** Opening Given information block **

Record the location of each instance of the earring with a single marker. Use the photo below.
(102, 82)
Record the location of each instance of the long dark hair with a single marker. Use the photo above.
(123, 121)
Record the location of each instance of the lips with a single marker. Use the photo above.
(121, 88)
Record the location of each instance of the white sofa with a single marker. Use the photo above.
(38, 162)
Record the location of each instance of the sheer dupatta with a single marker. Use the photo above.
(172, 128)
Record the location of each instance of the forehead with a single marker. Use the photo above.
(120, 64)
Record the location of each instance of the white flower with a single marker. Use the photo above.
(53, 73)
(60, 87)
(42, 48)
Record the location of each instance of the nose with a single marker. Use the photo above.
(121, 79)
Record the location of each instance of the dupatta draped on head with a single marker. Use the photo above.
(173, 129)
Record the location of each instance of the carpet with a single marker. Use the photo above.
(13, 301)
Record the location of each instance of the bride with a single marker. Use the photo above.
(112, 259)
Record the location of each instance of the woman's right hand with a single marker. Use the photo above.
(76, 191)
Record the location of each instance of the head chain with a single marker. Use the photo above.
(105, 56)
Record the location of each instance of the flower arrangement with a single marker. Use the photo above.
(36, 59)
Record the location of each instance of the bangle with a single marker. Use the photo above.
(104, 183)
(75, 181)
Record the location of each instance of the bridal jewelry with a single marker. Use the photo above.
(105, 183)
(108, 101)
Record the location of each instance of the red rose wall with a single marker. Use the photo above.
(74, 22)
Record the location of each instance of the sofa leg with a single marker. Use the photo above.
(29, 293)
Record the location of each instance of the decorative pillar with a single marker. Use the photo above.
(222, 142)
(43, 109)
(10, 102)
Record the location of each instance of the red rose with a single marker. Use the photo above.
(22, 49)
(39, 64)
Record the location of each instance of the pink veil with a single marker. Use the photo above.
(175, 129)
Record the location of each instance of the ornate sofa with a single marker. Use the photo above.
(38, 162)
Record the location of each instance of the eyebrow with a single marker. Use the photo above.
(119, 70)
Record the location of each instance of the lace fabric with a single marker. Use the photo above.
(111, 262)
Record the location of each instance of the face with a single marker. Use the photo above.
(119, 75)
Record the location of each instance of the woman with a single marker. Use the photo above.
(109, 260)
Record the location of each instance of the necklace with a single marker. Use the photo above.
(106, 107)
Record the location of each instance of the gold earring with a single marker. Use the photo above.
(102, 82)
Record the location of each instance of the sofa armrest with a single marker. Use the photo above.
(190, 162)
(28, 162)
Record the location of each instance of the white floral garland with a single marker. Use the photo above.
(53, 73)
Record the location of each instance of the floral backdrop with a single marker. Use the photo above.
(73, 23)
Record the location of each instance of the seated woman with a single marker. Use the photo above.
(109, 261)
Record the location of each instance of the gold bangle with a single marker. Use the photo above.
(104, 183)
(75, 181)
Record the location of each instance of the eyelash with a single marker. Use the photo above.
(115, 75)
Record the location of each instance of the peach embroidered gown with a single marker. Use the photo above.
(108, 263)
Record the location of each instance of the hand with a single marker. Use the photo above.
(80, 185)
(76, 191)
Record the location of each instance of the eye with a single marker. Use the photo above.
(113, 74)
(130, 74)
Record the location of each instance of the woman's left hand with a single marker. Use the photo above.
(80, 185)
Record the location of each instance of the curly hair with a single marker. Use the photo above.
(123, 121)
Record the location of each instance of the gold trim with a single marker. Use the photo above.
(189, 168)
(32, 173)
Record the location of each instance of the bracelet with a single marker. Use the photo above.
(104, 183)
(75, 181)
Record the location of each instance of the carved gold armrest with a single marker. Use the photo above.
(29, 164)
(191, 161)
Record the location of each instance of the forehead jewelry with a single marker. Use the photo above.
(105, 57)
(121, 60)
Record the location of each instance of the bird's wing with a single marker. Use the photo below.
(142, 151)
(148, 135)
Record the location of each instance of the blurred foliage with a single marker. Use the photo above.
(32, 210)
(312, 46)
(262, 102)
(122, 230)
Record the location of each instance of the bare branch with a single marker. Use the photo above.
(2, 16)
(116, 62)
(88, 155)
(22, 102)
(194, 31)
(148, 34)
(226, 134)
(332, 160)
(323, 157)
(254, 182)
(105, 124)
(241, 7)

** Closing Given information block **

Action item:
The complete data above is to be written out again as it stands.

Answer for the task:
Record the location of each instance of the earring with a single marker. Use the photo below.
(102, 82)
Record the location of each instance of the long dark hair with a single marker. Use the photo above.
(123, 121)
Record the location of each instance of the lips with a single marker. Use the photo above.
(121, 88)
Record the location of each instance of the white sofa with a single marker. Use the photo above.
(38, 162)
Record the location of each instance of the sheer dupatta with a single marker. Use the photo above.
(172, 128)
Record the location of each instance of the forehead with a single marker. Use the photo above.
(120, 64)
Record the location of each instance of the white flower with a single marker. Use the photo above.
(53, 73)
(60, 87)
(42, 48)
Record the location of each instance of the nose with a single marker. Use the photo above.
(121, 79)
Record the location of each instance of the dupatta draped on head with a single marker. Use the photo above.
(173, 129)
Record the location of each instance of the carpet with a single marker. Use the photo above.
(13, 301)
Record the location of each instance of the bride with a single marker. Use the photo above.
(112, 259)
Record the location of each instance of the woman's right hand with a single marker. Use the photo above.
(76, 191)
Record the location of each instance of the head chain with a single marker. Use the photo above.
(105, 56)
Record the location of each instance of the flower arrangement with a single marker. Use the photo above.
(36, 59)
Record the location of each instance of the bangle with a single marker. Use the photo above.
(104, 183)
(75, 181)
Record the location of each instance of the bridal jewelry with a single marker. Use the photo above.
(105, 183)
(108, 101)
Record the location of each instance of the red rose wall with a single marker. Use the photo above.
(74, 22)
Record the location of each instance of the sofa leg with a single marker. Use the photo above.
(29, 293)
Record the location of each instance of the decorative pillar with a single marker. Use the photo above.
(222, 142)
(43, 109)
(10, 102)
Record the location of each instance of the red rose with a single marker. Use the photo above.
(22, 49)
(39, 64)
Record the location of each instance of the pink veil with a single marker. Use the photo above.
(175, 129)
Record the location of each instance of the ornate sofa with a single marker. Use the photo above.
(38, 162)
Record the location of each instance of the eyebrow with a single marker. Use the photo above.
(119, 70)
Record the location of each instance of the lace fabric with a single marker. Use the photo above.
(111, 262)
Record the location of each instance of the face with a single marker. Use the photo above.
(119, 75)
Record the location of each instance of the woman with a single marker. Use the photo above.
(109, 260)
Record the location of each instance of the necklace with a single marker. Use the photo above.
(106, 107)
Record the location of each instance of the gold earring with a single marker. Use the photo above.
(102, 82)
Record the location of each instance of the sofa armrest with a single marker. Use the photo above.
(190, 162)
(28, 162)
Record the location of each instance of the white floral garland with a single marker. Use the photo above.
(53, 73)
Record the location of each instance of the floral backdrop with a single marker. Use the photo above.
(73, 23)
Record the location of each instance of the seated woman with a single marker. Use the photo above.
(109, 261)
Record the location of each instance of the gold bangle with a single marker. Use the photo above.
(104, 183)
(75, 181)
Record the location of each instance of the eyelash with a single marker. Use the photo above.
(115, 75)
Record the location of each instance of the peach embroidered gown with a single marker. Use the photo above.
(108, 263)
Record the location of each instance of the hand with a single marker. Use the photo above.
(80, 185)
(76, 191)
Record the location of each instance of the eye with a single marker. Use the photo above.
(113, 74)
(130, 74)
Record the location of each instance of the woman's left hand with a single marker. Use the photo above.
(80, 185)
Record the location of each instance of the curly hair with a single marker. Use the photo above.
(123, 121)
Record the location of each instance of the gold trim with a single marker. Use the photo above.
(189, 168)
(32, 173)
Record the location of each instance of the bracelet with a single marker. Use the photo above.
(104, 183)
(75, 181)
Record the location of each instance of the carved gold armrest with a single marker. Use the photo above.
(29, 164)
(191, 161)
Record the location of each instance of the forehead jewelry with a single marker. Use the photo above.
(105, 57)
(121, 60)
Record the location of each instance of the bird's wing with a single marker. Use the photo below.
(142, 151)
(148, 135)
Record the location of each instance of the blurred foliage with a single marker. Use the photo above.
(32, 210)
(312, 46)
(262, 102)
(122, 230)
Record the location of each instance of the bare branch with a single marker. Use the photo above.
(2, 16)
(116, 62)
(88, 155)
(22, 102)
(194, 31)
(148, 34)
(226, 134)
(332, 160)
(323, 157)
(254, 182)
(105, 124)
(241, 7)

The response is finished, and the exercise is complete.